== What to produce ==
The records below are to be repeated in full, exactly as they are.

== Given data ==
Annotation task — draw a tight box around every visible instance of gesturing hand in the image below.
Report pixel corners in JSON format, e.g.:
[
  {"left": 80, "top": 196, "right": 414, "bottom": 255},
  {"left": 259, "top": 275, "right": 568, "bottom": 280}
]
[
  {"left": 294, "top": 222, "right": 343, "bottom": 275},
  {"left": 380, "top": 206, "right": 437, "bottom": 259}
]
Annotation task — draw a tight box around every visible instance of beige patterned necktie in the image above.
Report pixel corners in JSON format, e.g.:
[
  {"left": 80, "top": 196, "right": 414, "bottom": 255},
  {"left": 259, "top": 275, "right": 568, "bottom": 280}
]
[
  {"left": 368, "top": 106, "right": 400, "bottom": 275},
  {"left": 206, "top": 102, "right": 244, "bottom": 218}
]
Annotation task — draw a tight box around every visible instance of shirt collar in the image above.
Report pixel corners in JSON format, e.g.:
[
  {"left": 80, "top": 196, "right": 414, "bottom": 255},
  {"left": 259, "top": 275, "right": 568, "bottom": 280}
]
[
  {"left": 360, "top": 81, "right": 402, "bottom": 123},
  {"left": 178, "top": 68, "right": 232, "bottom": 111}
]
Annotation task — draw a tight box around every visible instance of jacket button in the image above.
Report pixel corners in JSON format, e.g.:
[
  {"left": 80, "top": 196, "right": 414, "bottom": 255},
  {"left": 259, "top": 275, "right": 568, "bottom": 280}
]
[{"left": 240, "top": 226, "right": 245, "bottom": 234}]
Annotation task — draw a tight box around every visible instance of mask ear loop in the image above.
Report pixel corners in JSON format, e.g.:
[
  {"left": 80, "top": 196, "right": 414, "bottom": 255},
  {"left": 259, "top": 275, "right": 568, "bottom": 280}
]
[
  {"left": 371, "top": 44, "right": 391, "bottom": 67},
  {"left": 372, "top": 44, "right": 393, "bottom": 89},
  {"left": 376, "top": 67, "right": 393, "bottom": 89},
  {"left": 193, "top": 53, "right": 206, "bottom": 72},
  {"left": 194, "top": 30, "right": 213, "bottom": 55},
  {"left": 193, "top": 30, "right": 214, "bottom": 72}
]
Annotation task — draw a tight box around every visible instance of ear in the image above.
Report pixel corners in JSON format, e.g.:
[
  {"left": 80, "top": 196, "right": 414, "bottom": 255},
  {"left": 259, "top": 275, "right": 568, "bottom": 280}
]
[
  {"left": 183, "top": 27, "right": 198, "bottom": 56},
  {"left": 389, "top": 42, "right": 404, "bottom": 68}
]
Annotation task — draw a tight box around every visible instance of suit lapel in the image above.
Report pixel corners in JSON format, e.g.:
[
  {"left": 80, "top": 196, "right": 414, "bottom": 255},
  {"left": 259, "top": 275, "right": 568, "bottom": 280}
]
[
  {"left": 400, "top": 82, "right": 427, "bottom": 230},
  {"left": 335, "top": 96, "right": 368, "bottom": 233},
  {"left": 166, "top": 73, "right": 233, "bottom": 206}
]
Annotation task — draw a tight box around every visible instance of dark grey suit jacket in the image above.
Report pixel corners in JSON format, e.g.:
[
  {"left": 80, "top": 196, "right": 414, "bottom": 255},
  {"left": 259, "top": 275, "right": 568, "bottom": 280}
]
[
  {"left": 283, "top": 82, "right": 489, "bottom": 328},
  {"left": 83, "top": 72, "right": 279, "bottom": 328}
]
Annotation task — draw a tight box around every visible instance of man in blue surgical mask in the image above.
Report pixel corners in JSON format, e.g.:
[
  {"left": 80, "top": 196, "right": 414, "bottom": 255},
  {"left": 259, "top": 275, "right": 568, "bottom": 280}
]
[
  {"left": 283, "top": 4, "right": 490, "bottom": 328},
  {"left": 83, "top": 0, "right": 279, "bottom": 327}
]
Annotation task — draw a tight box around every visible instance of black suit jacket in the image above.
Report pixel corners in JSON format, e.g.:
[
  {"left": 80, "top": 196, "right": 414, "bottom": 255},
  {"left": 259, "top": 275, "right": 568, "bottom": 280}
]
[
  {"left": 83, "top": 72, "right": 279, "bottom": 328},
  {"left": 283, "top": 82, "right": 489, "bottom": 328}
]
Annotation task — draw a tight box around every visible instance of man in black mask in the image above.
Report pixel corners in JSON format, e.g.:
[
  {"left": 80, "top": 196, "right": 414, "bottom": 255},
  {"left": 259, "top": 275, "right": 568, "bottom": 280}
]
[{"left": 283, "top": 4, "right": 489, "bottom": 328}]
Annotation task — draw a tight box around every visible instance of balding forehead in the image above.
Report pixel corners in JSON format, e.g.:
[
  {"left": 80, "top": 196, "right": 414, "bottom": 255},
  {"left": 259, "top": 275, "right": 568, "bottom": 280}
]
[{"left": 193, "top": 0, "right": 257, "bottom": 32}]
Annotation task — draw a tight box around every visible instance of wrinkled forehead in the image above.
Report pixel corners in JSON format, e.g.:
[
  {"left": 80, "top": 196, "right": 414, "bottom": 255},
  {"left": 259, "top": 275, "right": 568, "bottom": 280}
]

== Response area ==
Annotation task — draw a tight box around every visible instance of gesturing hand in the image below.
Report pixel corners in JSON format, e.g.:
[
  {"left": 80, "top": 196, "right": 414, "bottom": 255},
  {"left": 259, "top": 275, "right": 568, "bottom": 280}
]
[
  {"left": 294, "top": 222, "right": 343, "bottom": 275},
  {"left": 380, "top": 206, "right": 437, "bottom": 259}
]
Annotation task — draw a tight box around every visible instance of beige patterned necktie in the image above.
Report pixel corners in JSON format, e.g.:
[
  {"left": 80, "top": 196, "right": 414, "bottom": 255},
  {"left": 259, "top": 275, "right": 568, "bottom": 280}
]
[
  {"left": 368, "top": 106, "right": 400, "bottom": 275},
  {"left": 206, "top": 102, "right": 244, "bottom": 218}
]
Annotation task — draw a tight box around every visible instance of shirt collar in the image above.
Report pixel corners in JSON format, e.g.:
[
  {"left": 80, "top": 196, "right": 414, "bottom": 255},
  {"left": 259, "top": 275, "right": 568, "bottom": 280}
]
[
  {"left": 360, "top": 81, "right": 402, "bottom": 123},
  {"left": 178, "top": 68, "right": 232, "bottom": 111}
]
Annotation task — draw a tight box around every visible instance of jacket button in the image above.
Report pixel corners in JSON format, e.g.:
[
  {"left": 80, "top": 196, "right": 414, "bottom": 255},
  {"left": 259, "top": 275, "right": 568, "bottom": 280}
]
[{"left": 240, "top": 226, "right": 245, "bottom": 234}]
Annotation task — draw a tight box around every visible instance of mask ear loop in the image above.
Report pixel corners in JSON format, e.g.:
[
  {"left": 80, "top": 196, "right": 414, "bottom": 255},
  {"left": 259, "top": 275, "right": 568, "bottom": 280}
]
[
  {"left": 371, "top": 44, "right": 391, "bottom": 67},
  {"left": 372, "top": 44, "right": 393, "bottom": 89},
  {"left": 376, "top": 67, "right": 393, "bottom": 89},
  {"left": 193, "top": 53, "right": 206, "bottom": 72},
  {"left": 194, "top": 30, "right": 213, "bottom": 55},
  {"left": 193, "top": 30, "right": 214, "bottom": 72}
]
Annotation task — draw a tight box around every visible instance of ear in the image above.
Report pixel corners in JSON format, e.g.:
[
  {"left": 80, "top": 196, "right": 414, "bottom": 255},
  {"left": 259, "top": 275, "right": 568, "bottom": 280}
]
[
  {"left": 183, "top": 27, "right": 198, "bottom": 56},
  {"left": 389, "top": 42, "right": 404, "bottom": 68}
]
Annotation task — draw a tight box around every visible instance of suit lapel in the image above.
Report pixel corners in JSON format, e.g.:
[
  {"left": 80, "top": 196, "right": 414, "bottom": 255},
  {"left": 259, "top": 275, "right": 568, "bottom": 280}
]
[
  {"left": 400, "top": 82, "right": 427, "bottom": 230},
  {"left": 335, "top": 96, "right": 368, "bottom": 233},
  {"left": 166, "top": 73, "right": 233, "bottom": 206}
]
Annotation task — draw a tight box around every visible instance of dark grey suit jacket in the image above.
Report pixel corners in JSON format, e.g.:
[
  {"left": 80, "top": 196, "right": 414, "bottom": 255},
  {"left": 259, "top": 275, "right": 568, "bottom": 280}
]
[
  {"left": 283, "top": 82, "right": 489, "bottom": 328},
  {"left": 83, "top": 72, "right": 279, "bottom": 328}
]
Annotation task — draw a tight box around every visible instance of man in blue surgical mask in the image above.
Report pixel corners in JSON format, e.g.:
[
  {"left": 80, "top": 196, "right": 414, "bottom": 255},
  {"left": 259, "top": 275, "right": 568, "bottom": 280}
]
[
  {"left": 283, "top": 4, "right": 490, "bottom": 328},
  {"left": 83, "top": 0, "right": 279, "bottom": 327}
]
Annotation task — draw a tight box around every visible instance of black suit jacket in the image above.
Report pixel corners in JSON format, e.g.:
[
  {"left": 80, "top": 196, "right": 414, "bottom": 255},
  {"left": 259, "top": 275, "right": 568, "bottom": 280}
]
[
  {"left": 83, "top": 72, "right": 279, "bottom": 328},
  {"left": 283, "top": 82, "right": 489, "bottom": 328}
]
Annotation task — draw a tight box around every visible instance of man in black mask in the image above.
Report pixel corners in JSON format, e.g.:
[
  {"left": 80, "top": 196, "right": 414, "bottom": 255},
  {"left": 259, "top": 275, "right": 568, "bottom": 280}
]
[{"left": 283, "top": 4, "right": 489, "bottom": 328}]
Annotation task — draw a tight box around every visible instance of balding forehead in the image above.
Report pixel corners in JSON format, e.g.:
[
  {"left": 80, "top": 196, "right": 414, "bottom": 255},
  {"left": 259, "top": 275, "right": 568, "bottom": 280}
]
[{"left": 193, "top": 0, "right": 257, "bottom": 32}]
Annotation task — draw a tight box around every visible instance of wrinkled forehead in the image above.
Report pixel corners in JSON format, e.g.:
[
  {"left": 80, "top": 196, "right": 414, "bottom": 255},
  {"left": 259, "top": 275, "right": 568, "bottom": 280}
]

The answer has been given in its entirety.